Passage cité.
***
La très controversée loi confortant les principes de la République, auquel son avant-propos assigne pour objectif de lutter contre le séparatisme, a été promulguée le jour de la Saint Barthélémy, le 24 août 2021 (1). Elle prévoit la plus importante modification du régime des cultes depuis les lois du 9 décembre 1905 et du 2 janvier 1907.

Le projet de loi avait été fortement critiqué par les organes consultatifs compétents en matière de protection des droits de l’homme, la Défenseure des droits (2) et la Commission nationale consultative des droits de l’homme (3). Le gouvernement ayant décidé d’avoir recours à la procédure accélérée, il a pu faire adopter son texte en lecture définitive très rapidement, malgré l’opposition résolue du Sénat. Le Conseil constitutionnel saisi par trois saisines parlementaires a censuré deux articles et posé plusieurs réserves d’interprétation (4).
***
Documents extraits.

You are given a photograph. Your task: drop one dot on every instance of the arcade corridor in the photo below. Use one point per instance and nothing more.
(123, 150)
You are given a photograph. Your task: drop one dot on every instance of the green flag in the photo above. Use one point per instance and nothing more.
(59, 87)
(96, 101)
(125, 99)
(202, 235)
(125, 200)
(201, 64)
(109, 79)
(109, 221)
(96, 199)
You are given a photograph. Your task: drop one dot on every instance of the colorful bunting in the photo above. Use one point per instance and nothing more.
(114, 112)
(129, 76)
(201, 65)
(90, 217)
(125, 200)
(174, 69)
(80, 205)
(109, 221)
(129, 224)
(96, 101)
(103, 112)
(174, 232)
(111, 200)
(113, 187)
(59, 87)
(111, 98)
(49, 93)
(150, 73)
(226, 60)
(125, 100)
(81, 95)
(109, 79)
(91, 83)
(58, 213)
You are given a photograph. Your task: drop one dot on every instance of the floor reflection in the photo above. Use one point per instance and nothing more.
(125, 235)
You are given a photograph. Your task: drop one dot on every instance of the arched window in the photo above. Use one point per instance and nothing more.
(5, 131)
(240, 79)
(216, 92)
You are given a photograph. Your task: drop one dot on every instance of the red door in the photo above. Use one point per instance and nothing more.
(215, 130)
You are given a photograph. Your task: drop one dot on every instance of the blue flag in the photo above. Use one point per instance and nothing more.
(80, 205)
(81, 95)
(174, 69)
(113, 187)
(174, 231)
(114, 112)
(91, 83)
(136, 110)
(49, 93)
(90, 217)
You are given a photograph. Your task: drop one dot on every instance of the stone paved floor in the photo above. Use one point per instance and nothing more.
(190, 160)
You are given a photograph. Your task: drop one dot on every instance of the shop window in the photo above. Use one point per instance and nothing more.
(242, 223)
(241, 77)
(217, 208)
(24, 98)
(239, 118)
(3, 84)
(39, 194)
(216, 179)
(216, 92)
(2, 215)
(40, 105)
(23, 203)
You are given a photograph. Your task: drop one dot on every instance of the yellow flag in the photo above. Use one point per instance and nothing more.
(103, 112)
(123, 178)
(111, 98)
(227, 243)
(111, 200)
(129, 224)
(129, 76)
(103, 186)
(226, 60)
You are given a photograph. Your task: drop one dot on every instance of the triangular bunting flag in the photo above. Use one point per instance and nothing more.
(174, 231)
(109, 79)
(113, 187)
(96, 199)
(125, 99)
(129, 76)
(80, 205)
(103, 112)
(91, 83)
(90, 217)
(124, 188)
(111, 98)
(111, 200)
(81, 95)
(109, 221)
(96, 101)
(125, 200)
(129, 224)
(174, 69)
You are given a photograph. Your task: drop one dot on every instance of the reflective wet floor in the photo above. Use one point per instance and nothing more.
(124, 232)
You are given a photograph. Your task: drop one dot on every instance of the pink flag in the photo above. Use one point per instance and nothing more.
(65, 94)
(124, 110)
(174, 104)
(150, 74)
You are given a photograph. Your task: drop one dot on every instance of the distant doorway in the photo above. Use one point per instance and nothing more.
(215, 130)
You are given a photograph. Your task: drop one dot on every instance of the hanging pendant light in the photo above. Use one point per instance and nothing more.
***
Liste des tâches.
**a)** D'après le passage cité, pourquoi le gouvernement a-t-il pu faire adopter son texte en lecture définitive très rapidement malgré l'opposition du Sénat ?
**b)** Recopiez dans le passage cité le segment qui va de « La très controversée » jusqu'à « réserves d’interprétation (4). » inclus.

Solutions par tâche.
**a)** Le gouvernement a pu faire adopter son texte très rapidement, malgré l'opposition résolue du Sénat, parce qu'il avait décidé de recourir à la procédure accélérée.

**b)**
La très controversée loi confortant les principes de la République, auquel son avant-propos assigne pour objectif de lutter contre le séparatisme, a été promulguée le jour de la Saint Barthélémy, le 24 août 2021 (1). Elle prévoit la plus importante modification du régime des cultes depuis les lois du 9 décembre 1905 et du 2 janvier 1907.

Le projet de loi avait été fortement critiqué par les organes consultatifs compétents en matière de protection des droits de l’homme, la Défenseure des droits (2) et la Commission nationale consultative des droits de l’homme (3). Le gouvernement ayant décidé d’avoir recours à la procédure accélérée, il a pu faire adopter son texte en lecture définitive très rapidement, malgré l’opposition résolue du Sénat. Le Conseil constitutionnel saisi par trois saisines parlementaires a censuré deux articles et posé plusieurs réserves d’interprétation (4).